What needs to be done: Locate each line in the listing below that contains the string "Target", and copy those lines out in full. The match is case-sensitive.

Exercise data:
┌──

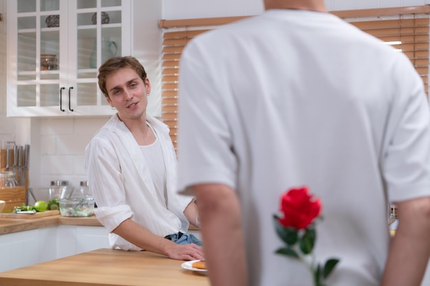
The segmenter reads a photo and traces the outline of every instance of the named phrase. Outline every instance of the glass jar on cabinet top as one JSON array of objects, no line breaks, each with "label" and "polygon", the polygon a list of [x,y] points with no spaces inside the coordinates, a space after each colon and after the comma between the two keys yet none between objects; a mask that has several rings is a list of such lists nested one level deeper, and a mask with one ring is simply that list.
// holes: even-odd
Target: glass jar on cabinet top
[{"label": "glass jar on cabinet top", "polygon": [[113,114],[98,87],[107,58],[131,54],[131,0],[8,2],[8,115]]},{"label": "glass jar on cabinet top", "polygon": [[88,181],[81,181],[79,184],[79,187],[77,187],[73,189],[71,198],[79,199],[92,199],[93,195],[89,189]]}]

└──
┌──

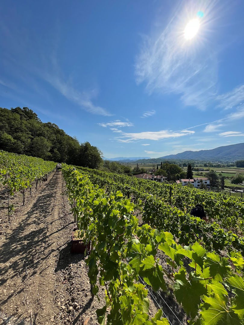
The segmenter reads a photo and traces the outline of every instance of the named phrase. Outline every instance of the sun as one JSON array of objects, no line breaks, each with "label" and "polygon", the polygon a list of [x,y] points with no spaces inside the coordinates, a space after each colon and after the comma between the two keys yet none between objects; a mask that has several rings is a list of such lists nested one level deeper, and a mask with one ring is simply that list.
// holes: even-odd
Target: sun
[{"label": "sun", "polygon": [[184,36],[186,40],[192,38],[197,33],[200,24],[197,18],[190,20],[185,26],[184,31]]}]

└──

Task answer:
Target: glass jar on cabinet top
Target: sun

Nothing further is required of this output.